SELECTED EXTRACT:
——————
Initialize EC::ECInfo and add molecular system and/or fcidump if variables geometry::String and basis::Dict{String,Any} and/or fcidump::String are defined.

If EC is already initialized, it will be overwritten.

Examples

geometry="He 0.0 0.0 0.0"
basis = Dict("ao"=>"cc-pVDZ", "jkfit"=>"cc-pvtz-jkfit", "mpfit"=>"cc-pvdz-mpfit")
@ECinit
# output
Occupied orbitals:[1]

@bohf()

Run bi-orthogonal HF calculation using FCIDUMP integrals.

The orbitals are stored to WfOptions.orb. For open-shell systems (or UHF FCIDUMPs), the BO-UHF energy is calculated.

Examples

fcidump = "FCIDUMP"
@bohf

@bouhf()

Run bi-orthogonal UHF calculation using FCIDUMP integrals.

@cc(method, kwargs...)

Run coupled cluster calculation.

The type of the method is determined by the first argument (ccsd/ccsd(t)/dcsd etc). The method can be specified as a string or as a variable, e.g., @cc CCSD or @cc "CCSD" or ccmethod="CCSD"; @cc ccmethod.

Keyword arguments

• fcidump::String: fcidump file (default: "", i.e., use integrals from EC).
• occa::String: occupied α orbitals (default: "-").
• occb::String: occupied β orbitals (default: "-").
——————
PROMPT 1:
Please say whether each statement agrees with the documentation excerpt, answering yes or no and quoting the words that decide it: (a) If EC is already initialized, @ECinit keeps the existing EC unchanged. (b) For open-shell systems, @bohf calculates the BO-UHF energy. (c) The default value of occa is "-".
PROMPT 2:
Name every keyword argument listed under "Keyword arguments" in the documentation excerpt.
The material that comes after this documentation excerpt isn't needed here.
——————
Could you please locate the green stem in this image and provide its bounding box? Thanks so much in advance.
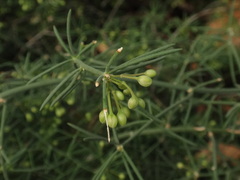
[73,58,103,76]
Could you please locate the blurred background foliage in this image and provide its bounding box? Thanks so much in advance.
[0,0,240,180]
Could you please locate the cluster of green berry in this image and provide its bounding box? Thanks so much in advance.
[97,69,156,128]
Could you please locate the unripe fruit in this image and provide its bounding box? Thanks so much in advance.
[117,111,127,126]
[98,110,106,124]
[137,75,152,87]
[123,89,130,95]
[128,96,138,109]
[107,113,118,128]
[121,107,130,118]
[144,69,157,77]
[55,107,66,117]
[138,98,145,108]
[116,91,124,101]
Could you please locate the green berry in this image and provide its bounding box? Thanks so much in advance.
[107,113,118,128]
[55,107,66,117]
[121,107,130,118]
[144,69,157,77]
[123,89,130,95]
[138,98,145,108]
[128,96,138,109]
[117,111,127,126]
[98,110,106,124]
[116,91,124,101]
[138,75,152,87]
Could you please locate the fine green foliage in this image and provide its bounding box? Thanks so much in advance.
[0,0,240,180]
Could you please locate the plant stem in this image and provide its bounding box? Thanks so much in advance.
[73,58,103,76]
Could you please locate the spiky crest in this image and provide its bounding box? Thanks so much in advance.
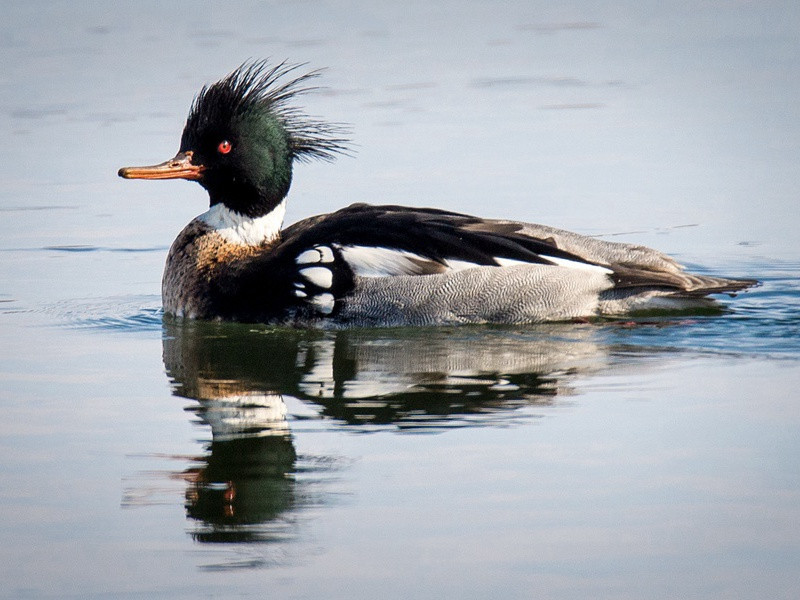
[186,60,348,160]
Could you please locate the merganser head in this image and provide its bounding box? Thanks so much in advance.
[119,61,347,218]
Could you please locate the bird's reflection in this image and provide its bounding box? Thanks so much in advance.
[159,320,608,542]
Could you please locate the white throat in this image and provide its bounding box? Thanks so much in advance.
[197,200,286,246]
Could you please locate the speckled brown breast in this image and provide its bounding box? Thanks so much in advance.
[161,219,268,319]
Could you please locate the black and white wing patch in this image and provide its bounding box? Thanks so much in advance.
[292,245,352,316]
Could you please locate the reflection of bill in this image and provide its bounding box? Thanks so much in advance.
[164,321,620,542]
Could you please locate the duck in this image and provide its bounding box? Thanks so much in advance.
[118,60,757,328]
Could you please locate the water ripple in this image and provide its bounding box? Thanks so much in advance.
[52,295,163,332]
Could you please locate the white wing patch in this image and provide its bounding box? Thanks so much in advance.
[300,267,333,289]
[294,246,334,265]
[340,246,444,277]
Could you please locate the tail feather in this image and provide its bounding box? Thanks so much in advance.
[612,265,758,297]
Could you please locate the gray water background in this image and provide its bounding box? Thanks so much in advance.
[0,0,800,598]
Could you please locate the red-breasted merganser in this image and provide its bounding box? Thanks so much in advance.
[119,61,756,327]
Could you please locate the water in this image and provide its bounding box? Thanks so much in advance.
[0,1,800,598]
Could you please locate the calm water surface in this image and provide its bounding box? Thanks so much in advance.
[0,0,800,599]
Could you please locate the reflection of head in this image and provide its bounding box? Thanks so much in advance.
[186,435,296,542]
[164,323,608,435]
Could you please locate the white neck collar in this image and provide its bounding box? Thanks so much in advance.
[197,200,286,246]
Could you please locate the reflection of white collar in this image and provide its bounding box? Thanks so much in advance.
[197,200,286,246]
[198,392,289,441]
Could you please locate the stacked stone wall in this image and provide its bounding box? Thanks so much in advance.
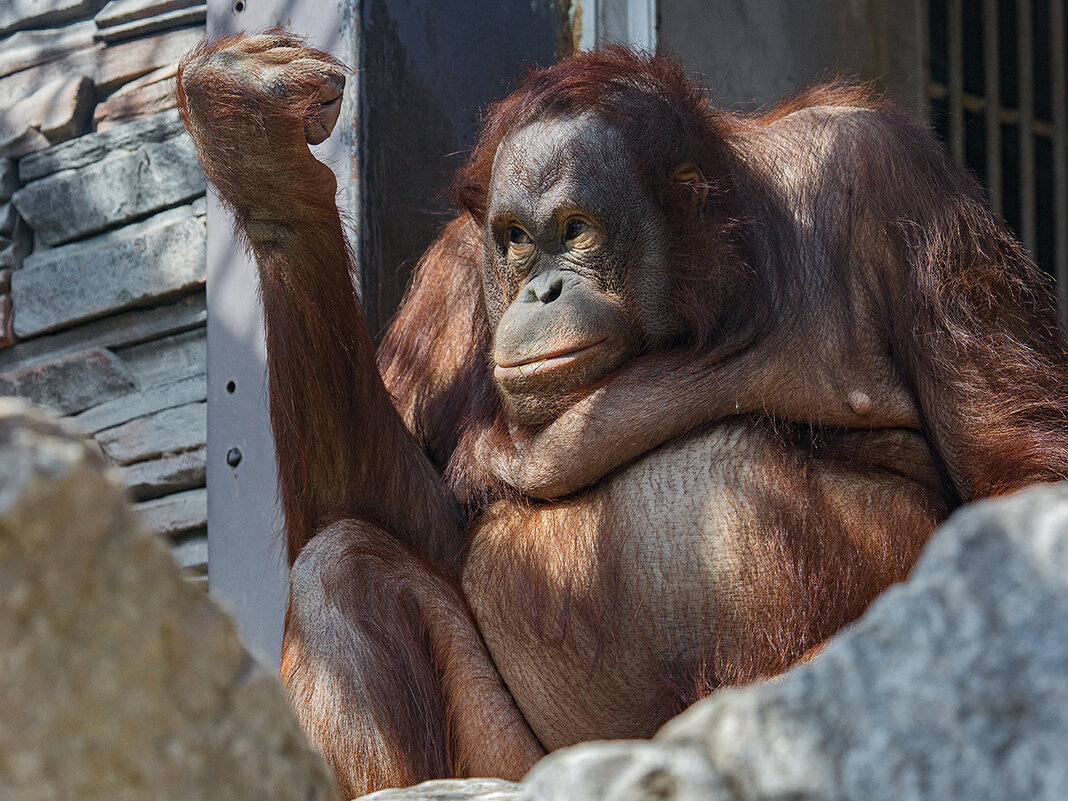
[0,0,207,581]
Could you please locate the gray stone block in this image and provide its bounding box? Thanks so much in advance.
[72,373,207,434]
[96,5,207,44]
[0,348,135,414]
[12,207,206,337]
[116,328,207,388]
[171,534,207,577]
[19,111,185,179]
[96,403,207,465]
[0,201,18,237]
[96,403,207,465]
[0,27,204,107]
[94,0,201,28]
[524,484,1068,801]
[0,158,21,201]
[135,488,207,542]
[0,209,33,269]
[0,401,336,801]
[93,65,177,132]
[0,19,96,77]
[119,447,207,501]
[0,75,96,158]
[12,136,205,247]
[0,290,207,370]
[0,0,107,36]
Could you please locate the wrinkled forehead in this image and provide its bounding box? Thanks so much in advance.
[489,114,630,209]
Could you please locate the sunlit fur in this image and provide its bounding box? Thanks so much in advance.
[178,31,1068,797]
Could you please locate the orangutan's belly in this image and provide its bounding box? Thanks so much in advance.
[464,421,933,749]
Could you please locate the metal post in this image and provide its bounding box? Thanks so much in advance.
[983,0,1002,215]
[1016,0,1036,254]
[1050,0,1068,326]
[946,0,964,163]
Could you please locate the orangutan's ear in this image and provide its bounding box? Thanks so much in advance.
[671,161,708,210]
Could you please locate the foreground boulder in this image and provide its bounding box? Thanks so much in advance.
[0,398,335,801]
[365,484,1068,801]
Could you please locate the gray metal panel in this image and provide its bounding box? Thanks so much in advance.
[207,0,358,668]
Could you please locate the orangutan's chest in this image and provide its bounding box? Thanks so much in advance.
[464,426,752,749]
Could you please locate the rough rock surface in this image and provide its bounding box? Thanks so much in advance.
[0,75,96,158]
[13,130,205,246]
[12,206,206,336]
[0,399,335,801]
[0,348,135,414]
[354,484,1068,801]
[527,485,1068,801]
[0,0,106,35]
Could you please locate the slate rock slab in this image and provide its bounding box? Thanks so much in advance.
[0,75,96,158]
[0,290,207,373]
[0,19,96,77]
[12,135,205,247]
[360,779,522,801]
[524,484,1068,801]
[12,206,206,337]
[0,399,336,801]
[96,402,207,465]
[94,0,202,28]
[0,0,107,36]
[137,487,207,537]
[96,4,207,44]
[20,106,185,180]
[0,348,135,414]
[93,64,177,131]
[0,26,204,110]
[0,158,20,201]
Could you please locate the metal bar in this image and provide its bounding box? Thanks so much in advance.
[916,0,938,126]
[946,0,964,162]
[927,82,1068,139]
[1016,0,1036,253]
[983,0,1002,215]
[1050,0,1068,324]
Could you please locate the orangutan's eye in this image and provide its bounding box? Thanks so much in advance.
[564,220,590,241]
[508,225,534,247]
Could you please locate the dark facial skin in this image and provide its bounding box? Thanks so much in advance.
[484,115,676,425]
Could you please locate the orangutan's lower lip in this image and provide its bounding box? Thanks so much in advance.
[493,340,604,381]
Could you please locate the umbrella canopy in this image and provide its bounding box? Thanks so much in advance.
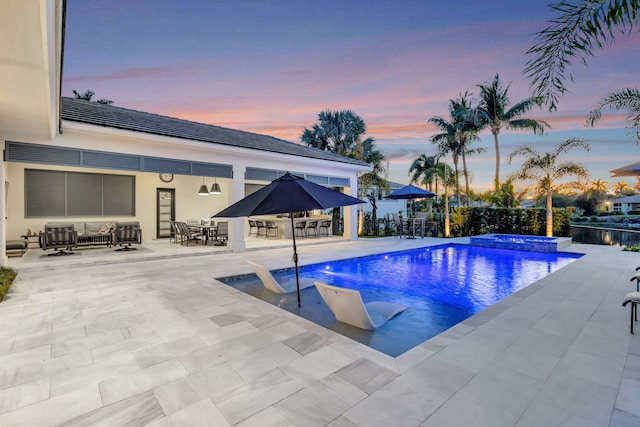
——————
WRITTEN ANSWER 1:
(a) No: "If EC is already initialized, it will be overwritten."
(b) Yes: "For open-shell systems (or UHF FCIDUMPs), the BO-UHF energy is calculated."
(c) Yes: "occa::String: occupied α orbitals (default: "-")."

WRITTEN ANSWER 2:
fcidump, occa, occb